> Übungsaufgabe a
Was ist laut dem Text über Gesangstechnik mit „Maske“ in der Wendung „In die Maske singen“ gemeint?

═══ Extrahierter Text

Bei der offenen Kehle kann man gar nicht so recht sagen, was das eigentlich ist. Wissenschaftlich-anatomisch gibt’s da nämlich aus meiner Sicht gar keine eindeutige Antwort. Es ist ein Konstrukt, das von Mensch zu Mensch, von Soundideal zu Soundideal unterschiedlich ist. Klar – irgendwie geht es um „freies Singen“, das sich gut anfühlt. In der Klassik mit dem dunklen Klangideal vielleicht in Kombination mit hohem Gaumensegel und tiefem Kehlkopf um den Vokaltrakt so groß wie möglich zu machen. Und doch: Wir formen den Klang doch immer irgendwie: mit Kehlkopftrichter (Twang), Rachenmuskeln, Zunge. Wir lassen nicht alles locker und schon gar nicht weiten wir aaaalle Elemente.
Die Suche nach dem „offenen Rachen“ kann für manche Sänger*innen folglich ein komplettes Missverständnis sein, das sie daran hindert, einen klaren, lauten und gesunden Ton zu produzieren. Manche nehmen den „offenen Rachen“ nämlich für sich selbst möglicherweise komplett anders wahr: eher als „engen Raum“ oder „Laserstrahl aus der Stirn“. Alles möglich – und auch bildhaft, natürlich. Aber ein Beharren auf dem „offenen Rachen“ führt manchmal zu nichts, außer Verwirrung.
Mehr Resonanz? Eine Frage der Formanten – also der Akustik
Und dann noch einer meiner Lieblinge: „In die Maske singen“. Mit Maske ist das Gesicht gemeint, „nach vorne“ singen. Und der Ausdruck hätte sich nicht durchgesetzt in der klassischen Gesangspädagogik, wenn er nicht für viele Menschen hilfreich wäre. Wenn man fühlt, wie möglicherweise die Wangenknochen oder das Oberkiefer zu vibrieren scheinen oder der Klang sich anfühlt, als würde er aus den Augen purzeln. Das könnte man dann „guten Stimmsitz“ nennen – die Stimmbänder können „frei“ schwingen und aneinanderklatschen ohne sich dabei wehzutun 🙂
Aber anatomisch tut sich im Gesicht genau nix, nada, niente, null komma Josef! Wir können unseren Ton, der in den Stimmbändern auf dem Luftstrom entsteht, am Weg zu den Lippen formen und ihm einen Klang und einen Laut/Vokal geben. Wir können entscheiden, ob wir die schwingende Luft „in die Nase schicken“. Das war’s dann auch. That’s it. Ich kann nicht „in“ oder „mit“ den Nebenhöhlen singen. Ich kann keine „Resonanzräume öffnen“. Es gibt keine Türe, die es zu öffnen gilt. Niemand kann das. Aaaaber….!

══════
═══ Arbeitsdaten

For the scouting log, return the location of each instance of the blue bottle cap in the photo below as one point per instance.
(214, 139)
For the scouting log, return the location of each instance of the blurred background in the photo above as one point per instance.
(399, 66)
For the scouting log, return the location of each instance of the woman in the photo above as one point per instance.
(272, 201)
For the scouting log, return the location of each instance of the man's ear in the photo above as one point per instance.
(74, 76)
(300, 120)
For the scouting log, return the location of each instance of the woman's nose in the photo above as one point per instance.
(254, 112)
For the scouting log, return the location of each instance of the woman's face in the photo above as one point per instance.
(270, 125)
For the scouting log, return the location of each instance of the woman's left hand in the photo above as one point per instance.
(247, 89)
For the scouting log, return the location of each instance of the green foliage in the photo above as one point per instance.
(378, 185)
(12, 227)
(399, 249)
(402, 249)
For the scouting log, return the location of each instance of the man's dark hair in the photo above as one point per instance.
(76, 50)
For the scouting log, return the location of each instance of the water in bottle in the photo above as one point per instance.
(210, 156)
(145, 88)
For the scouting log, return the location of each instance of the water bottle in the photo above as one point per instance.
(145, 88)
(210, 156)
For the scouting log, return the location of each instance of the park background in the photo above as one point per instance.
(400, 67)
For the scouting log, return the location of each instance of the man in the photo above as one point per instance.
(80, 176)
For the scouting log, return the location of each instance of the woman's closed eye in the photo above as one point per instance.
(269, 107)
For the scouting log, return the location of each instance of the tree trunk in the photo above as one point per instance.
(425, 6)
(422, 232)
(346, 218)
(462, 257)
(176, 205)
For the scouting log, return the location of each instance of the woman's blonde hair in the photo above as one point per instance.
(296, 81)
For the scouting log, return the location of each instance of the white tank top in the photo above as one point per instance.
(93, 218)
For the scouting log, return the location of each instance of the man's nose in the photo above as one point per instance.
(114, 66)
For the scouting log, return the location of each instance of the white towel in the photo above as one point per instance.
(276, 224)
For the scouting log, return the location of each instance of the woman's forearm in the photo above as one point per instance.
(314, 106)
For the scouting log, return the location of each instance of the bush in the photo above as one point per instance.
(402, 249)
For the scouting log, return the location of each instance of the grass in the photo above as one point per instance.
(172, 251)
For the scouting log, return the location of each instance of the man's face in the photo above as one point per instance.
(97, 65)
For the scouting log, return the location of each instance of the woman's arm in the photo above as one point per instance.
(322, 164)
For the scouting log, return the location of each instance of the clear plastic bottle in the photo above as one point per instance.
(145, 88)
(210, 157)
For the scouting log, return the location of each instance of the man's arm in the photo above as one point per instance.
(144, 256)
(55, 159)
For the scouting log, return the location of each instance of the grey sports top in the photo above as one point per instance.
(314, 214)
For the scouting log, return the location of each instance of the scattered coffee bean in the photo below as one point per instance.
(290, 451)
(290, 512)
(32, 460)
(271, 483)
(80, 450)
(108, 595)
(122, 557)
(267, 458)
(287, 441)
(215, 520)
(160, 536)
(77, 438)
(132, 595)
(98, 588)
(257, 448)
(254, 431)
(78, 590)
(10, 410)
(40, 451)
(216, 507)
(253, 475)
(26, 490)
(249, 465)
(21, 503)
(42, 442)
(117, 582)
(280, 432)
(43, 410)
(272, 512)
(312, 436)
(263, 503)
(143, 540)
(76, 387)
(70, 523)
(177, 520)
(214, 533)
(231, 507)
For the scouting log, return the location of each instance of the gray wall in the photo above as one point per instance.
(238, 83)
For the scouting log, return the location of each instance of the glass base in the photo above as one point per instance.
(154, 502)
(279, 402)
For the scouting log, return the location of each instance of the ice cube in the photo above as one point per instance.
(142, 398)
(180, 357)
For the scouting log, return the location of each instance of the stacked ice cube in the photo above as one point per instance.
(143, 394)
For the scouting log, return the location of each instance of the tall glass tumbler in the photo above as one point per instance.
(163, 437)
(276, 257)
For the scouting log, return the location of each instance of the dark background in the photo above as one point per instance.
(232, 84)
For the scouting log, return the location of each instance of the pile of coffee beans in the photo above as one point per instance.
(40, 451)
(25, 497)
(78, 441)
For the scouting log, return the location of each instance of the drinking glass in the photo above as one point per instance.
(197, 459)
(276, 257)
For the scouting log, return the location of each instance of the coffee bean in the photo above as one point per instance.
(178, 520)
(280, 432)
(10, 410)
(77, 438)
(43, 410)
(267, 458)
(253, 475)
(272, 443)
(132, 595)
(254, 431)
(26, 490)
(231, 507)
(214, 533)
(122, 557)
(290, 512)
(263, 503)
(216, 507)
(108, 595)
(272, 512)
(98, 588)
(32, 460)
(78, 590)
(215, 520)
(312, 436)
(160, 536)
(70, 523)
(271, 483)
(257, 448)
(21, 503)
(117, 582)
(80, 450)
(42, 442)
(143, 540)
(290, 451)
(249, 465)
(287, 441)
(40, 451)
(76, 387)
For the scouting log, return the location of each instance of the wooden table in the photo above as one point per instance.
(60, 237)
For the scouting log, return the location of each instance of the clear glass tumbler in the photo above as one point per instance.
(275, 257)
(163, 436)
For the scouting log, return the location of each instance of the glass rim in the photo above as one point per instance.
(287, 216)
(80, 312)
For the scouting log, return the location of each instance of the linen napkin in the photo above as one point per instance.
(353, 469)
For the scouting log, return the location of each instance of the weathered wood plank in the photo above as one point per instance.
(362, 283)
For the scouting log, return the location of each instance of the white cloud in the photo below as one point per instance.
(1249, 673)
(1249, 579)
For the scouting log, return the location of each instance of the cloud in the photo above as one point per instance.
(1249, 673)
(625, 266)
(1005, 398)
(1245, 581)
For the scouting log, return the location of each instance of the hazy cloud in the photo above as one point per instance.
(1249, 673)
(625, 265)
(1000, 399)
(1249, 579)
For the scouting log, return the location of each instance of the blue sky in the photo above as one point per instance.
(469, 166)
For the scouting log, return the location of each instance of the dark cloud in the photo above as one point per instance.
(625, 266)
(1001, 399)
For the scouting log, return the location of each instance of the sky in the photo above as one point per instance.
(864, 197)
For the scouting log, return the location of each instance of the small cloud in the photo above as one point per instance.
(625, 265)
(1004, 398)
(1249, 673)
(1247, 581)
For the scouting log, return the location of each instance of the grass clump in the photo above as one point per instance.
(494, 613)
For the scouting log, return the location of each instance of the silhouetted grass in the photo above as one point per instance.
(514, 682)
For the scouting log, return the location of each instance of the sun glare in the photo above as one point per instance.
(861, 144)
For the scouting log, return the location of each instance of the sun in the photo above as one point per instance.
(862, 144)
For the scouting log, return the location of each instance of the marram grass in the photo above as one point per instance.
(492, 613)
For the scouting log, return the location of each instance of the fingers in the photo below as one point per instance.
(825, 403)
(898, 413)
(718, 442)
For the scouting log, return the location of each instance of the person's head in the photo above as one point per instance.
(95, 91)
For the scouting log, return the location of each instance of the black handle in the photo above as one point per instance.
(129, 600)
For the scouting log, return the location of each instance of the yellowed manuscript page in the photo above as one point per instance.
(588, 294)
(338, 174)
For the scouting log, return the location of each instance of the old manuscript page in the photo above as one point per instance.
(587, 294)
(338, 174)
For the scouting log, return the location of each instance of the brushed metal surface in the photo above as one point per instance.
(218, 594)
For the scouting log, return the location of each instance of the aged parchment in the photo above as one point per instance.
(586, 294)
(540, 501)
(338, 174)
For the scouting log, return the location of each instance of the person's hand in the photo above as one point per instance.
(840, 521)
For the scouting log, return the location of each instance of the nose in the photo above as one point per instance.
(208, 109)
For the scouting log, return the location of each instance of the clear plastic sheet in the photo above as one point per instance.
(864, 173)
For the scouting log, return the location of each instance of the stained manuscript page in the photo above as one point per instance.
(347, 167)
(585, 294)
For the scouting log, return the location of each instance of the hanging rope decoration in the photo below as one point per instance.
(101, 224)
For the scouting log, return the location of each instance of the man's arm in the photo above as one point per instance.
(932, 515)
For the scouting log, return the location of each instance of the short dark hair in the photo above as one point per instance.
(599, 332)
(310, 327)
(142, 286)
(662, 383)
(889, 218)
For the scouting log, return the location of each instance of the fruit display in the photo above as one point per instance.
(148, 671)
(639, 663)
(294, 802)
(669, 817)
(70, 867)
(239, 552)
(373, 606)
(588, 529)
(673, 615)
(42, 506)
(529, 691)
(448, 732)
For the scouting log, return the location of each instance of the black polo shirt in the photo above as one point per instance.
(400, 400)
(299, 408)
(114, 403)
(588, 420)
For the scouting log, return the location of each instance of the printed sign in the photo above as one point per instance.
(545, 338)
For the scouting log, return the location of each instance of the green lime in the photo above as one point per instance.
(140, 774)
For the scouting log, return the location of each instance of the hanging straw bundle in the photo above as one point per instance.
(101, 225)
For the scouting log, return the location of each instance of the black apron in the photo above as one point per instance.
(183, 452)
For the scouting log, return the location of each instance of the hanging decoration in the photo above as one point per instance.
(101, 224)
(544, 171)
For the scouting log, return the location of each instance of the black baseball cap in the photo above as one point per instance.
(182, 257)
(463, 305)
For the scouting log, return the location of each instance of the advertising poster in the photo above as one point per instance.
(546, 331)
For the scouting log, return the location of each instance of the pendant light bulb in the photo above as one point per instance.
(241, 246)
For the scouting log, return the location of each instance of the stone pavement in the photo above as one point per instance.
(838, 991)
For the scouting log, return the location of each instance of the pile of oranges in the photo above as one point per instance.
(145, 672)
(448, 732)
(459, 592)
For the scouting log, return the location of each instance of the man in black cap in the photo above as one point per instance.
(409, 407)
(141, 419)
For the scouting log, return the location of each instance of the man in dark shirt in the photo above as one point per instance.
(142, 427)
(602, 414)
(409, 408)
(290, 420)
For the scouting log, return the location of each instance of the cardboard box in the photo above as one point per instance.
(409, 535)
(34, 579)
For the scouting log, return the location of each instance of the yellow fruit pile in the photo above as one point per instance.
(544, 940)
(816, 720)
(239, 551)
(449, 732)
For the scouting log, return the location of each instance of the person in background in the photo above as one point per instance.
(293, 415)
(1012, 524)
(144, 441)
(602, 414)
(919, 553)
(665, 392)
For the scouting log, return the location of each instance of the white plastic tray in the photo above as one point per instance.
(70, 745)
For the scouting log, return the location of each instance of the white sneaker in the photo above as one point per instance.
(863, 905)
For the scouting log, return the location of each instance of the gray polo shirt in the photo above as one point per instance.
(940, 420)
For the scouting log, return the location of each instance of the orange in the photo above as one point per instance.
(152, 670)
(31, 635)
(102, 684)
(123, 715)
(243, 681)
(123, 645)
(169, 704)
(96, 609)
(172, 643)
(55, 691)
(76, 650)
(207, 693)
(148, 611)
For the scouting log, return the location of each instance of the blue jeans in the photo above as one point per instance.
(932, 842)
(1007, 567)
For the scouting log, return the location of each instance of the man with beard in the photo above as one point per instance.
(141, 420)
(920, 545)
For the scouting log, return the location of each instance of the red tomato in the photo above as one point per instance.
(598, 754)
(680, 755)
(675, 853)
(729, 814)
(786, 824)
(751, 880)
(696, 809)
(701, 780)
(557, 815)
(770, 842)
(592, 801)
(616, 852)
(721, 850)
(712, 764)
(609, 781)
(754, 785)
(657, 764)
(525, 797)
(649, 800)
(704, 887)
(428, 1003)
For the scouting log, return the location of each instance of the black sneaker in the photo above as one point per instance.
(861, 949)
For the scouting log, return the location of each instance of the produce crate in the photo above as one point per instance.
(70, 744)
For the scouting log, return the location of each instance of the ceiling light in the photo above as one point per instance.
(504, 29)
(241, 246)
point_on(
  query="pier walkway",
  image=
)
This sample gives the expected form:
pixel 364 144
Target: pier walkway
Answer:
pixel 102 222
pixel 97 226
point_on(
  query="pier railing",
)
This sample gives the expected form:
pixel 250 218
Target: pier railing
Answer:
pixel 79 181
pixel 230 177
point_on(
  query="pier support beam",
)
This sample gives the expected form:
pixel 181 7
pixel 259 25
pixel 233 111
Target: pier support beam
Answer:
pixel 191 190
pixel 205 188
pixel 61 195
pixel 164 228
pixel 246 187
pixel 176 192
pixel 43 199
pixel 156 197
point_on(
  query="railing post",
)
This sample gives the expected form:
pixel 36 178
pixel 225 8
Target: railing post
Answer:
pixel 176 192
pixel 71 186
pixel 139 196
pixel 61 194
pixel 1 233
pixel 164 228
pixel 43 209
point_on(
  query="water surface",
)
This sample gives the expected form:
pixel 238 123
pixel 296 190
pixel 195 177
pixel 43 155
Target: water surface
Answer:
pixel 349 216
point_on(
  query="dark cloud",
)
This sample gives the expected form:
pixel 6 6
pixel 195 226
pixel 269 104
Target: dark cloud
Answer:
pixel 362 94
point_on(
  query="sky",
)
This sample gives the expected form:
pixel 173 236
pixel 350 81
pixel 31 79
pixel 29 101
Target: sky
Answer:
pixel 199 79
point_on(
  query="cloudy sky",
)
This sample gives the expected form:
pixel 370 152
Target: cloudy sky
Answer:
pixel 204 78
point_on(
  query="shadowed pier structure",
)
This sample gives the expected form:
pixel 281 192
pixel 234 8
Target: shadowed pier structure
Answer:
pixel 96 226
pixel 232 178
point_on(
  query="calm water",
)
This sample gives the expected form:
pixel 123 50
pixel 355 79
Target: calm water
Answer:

══════

> Übungsaufgabe b
Stellen Sie die Zeilen der Datensätze als nummerierte Liste dar, ohne Leerzeilen. Beginnen Sie bei der Zeile mit „the dark background“ und hören Sie nach der Zeile mit „(1245, 581)“ auf.

> Endergebnis a
Das Gesicht.

> Endergebnis b
1. For the scouting log, return the location of each instance of the dark background in the photo above as one point per instance.
2. (232, 84)
3. For the scouting log, return the location of each instance of the pile of coffee beans in the photo above as one point per instance.
4. (40, 451)
5. (25, 497)
6. (78, 441)
7. For the scouting log, return the location of each instance of the drinking glass in the photo above as one point per instance.
8. (197, 459)
9. (276, 257)
10. For the scouting log, return the location of each instance of the coffee bean in the photo above as one point per instance.
11. (178, 520)
12. (280, 432)
13. (10, 410)
14. (77, 438)
15. (43, 410)
16. (267, 458)
17. (253, 475)
18. (272, 443)
19. (132, 595)
20. (254, 431)
21. (26, 490)
22. (231, 507)
23. (214, 533)
24. (122, 557)
25. (290, 512)
26. (263, 503)
27. (216, 507)
28. (108, 595)
29. (272, 512)
30. (98, 588)
31. (32, 460)
32. (78, 590)
33. (215, 520)
34. (312, 436)
35. (160, 536)
36. (70, 523)
37. (271, 483)
38. (257, 448)
39. (21, 503)
40. (117, 582)
41. (80, 450)
42. (42, 442)
43. (143, 540)
44. (290, 451)
45. (249, 465)
46. (287, 441)
47. (40, 451)
48. (76, 387)
49. For the scouting log, return the location of each instance of the wooden table in the photo above as one point per instance.
50. (60, 237)
51. For the scouting log, return the location of each instance of the clear glass tumbler in the photo above as one point per instance.
52. (275, 257)
53. (163, 436)
54. For the scouting log, return the location of each instance of the glass rim in the photo above as one point per instance.
55. (287, 216)
56. (80, 312)
57. For the scouting log, return the location of each instance of the linen napkin in the photo above as one point per instance.
58. (353, 469)
59. For the scouting log, return the location of each instance of the weathered wood plank in the photo above as one point per instance.
60. (362, 283)
61. For the scouting log, return the location of each instance of the white cloud in the photo below as one point per instance.
62. (1249, 673)
63. (1249, 579)
64. For the scouting log, return the location of each instance of the cloud in the photo above as one point per instance.
65. (1249, 673)
66. (625, 266)
67. (1005, 398)
68. (1245, 581)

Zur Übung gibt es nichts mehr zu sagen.